■ **DATASET ENTRIES**:
-- Opening Marker --
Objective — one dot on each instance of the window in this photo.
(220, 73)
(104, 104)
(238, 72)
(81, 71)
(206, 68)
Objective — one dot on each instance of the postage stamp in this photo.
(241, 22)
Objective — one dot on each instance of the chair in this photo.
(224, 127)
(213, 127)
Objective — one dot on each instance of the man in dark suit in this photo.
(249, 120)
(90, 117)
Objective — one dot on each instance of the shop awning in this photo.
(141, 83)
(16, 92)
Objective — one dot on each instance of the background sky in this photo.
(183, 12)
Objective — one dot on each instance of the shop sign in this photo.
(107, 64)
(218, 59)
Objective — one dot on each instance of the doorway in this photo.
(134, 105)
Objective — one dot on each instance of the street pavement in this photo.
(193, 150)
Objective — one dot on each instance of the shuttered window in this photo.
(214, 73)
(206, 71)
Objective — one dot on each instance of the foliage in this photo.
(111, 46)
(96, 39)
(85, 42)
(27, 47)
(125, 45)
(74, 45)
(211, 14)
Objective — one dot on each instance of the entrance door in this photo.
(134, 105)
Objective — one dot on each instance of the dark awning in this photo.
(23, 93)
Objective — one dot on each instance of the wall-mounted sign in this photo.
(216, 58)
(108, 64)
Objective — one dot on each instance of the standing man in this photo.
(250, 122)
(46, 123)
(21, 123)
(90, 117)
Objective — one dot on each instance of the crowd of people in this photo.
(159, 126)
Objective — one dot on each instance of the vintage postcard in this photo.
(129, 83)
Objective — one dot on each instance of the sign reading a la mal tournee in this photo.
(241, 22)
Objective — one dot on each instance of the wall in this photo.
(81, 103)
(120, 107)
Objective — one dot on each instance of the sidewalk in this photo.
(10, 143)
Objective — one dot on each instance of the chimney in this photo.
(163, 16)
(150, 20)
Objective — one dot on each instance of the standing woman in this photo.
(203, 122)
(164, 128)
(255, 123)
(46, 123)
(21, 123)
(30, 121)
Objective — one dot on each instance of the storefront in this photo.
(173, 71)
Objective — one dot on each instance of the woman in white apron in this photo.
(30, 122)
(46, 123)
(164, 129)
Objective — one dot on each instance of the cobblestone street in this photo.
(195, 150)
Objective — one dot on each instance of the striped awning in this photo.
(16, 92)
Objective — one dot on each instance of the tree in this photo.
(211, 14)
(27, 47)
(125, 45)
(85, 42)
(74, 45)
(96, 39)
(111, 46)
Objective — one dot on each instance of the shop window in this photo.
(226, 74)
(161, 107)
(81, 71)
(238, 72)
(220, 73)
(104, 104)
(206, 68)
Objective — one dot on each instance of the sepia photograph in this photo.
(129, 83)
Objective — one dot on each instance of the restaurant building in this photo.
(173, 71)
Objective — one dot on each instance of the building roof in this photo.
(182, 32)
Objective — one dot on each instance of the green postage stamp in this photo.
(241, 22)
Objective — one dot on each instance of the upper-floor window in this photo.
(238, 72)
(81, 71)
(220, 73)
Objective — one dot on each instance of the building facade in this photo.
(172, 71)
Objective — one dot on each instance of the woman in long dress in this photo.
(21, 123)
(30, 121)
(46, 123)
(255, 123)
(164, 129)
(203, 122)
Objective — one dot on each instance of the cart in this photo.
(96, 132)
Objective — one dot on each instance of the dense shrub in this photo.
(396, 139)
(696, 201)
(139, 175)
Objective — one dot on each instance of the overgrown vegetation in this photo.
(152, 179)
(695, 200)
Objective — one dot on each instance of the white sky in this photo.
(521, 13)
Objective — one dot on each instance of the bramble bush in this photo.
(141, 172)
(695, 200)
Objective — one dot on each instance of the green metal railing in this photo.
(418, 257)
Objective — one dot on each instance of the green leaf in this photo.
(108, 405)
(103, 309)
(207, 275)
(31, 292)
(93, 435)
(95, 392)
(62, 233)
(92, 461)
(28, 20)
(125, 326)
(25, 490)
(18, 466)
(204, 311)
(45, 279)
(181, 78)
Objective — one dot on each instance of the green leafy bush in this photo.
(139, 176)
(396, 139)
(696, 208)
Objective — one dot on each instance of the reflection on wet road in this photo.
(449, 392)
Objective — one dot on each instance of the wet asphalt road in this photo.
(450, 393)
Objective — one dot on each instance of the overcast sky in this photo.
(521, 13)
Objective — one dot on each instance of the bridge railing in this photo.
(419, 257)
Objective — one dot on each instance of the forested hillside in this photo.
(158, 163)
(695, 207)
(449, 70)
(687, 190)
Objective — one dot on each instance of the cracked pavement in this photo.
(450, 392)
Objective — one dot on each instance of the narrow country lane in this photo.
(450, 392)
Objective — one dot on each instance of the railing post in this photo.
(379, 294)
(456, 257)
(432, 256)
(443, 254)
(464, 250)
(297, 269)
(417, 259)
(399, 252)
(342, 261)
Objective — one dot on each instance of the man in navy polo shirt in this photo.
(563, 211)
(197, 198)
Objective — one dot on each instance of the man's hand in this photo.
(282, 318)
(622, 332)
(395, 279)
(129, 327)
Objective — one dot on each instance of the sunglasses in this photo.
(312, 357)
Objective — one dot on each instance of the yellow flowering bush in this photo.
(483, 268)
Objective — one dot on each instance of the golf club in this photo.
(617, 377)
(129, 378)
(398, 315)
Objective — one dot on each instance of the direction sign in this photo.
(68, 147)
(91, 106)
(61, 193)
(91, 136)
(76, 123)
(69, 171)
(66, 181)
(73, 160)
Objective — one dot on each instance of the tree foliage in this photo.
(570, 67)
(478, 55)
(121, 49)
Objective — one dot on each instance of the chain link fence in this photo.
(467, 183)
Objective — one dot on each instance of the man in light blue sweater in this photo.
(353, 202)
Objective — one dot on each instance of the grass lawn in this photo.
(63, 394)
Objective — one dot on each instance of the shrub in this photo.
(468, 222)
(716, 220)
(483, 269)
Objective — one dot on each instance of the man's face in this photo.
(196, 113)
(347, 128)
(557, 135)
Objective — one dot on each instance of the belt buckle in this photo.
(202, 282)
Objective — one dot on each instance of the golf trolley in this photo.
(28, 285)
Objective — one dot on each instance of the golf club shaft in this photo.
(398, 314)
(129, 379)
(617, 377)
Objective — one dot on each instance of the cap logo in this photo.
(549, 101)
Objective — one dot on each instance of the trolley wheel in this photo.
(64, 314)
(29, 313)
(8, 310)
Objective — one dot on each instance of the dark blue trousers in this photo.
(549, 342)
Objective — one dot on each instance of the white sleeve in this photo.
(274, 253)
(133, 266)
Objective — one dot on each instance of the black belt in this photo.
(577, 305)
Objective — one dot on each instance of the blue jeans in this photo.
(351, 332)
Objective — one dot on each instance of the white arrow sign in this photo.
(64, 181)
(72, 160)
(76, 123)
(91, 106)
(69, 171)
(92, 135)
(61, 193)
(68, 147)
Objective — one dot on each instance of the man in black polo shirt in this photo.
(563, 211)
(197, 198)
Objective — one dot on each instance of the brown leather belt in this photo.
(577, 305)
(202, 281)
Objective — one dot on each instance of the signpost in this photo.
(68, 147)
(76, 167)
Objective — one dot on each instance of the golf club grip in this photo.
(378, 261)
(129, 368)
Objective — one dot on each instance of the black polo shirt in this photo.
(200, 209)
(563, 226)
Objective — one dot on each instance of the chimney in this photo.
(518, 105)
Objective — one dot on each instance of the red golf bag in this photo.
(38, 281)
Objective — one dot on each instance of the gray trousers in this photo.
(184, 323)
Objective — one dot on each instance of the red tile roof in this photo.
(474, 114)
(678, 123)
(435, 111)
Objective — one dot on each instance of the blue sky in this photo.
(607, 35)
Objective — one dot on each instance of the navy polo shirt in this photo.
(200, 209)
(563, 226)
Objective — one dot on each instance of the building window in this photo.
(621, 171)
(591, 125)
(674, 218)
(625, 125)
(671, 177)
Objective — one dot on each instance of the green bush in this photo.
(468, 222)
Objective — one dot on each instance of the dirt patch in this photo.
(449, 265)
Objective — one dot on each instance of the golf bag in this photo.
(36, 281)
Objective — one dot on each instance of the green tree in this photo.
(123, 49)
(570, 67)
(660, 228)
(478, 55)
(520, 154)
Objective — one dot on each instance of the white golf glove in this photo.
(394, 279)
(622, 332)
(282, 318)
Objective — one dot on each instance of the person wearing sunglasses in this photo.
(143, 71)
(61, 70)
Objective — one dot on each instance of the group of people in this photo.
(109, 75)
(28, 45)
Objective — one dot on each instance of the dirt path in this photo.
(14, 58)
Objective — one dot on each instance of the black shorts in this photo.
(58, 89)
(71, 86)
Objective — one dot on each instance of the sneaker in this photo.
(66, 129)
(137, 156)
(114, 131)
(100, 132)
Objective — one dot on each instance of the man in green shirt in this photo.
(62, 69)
-- Closing Marker --
■ **TASK STATEMENT**: Write out each line exactly, starting with the line that contains "Objective — one dot on each instance of the blue sky" and stopping after the last line of the data.

■ **EXERCISE RESPONSE**:
Objective — one dot on each instance of the blue sky in this photo.
(607, 35)
Objective — one dot on each instance of the navy polo shirt in this photo.
(200, 209)
(563, 226)
Objective — one dot on each instance of the building window in this photo.
(621, 171)
(591, 125)
(674, 218)
(625, 125)
(671, 177)
Objective — one dot on each instance of the green bush in this photo.
(468, 222)
Objective — one dot on each instance of the dirt patch in this photo.
(449, 265)
Objective — one dot on each instance of the golf bag in this photo.
(36, 281)
Objective — one dot on each instance of the green tree in this photo.
(123, 49)
(570, 67)
(660, 228)
(478, 55)
(520, 154)
Objective — one dot on each instance of the white golf glove in this photo.
(394, 279)
(622, 332)
(282, 318)
Objective — one dot on each instance of the person wearing sunglasses in this photo.
(143, 71)
(61, 70)
Objective — one dot on each instance of the group of people in this photo.
(109, 75)
(28, 45)
Objective — one dot on each instance of the dirt path in this photo.
(14, 58)
Objective — one dot on each instance of the black shorts in this photo.
(58, 89)
(71, 86)
Objective — one dot on each instance of the sneaker in this photo.
(66, 129)
(137, 156)
(114, 131)
(100, 132)
Objective — one dot on each instance of the man in green shirt in this photo.
(62, 69)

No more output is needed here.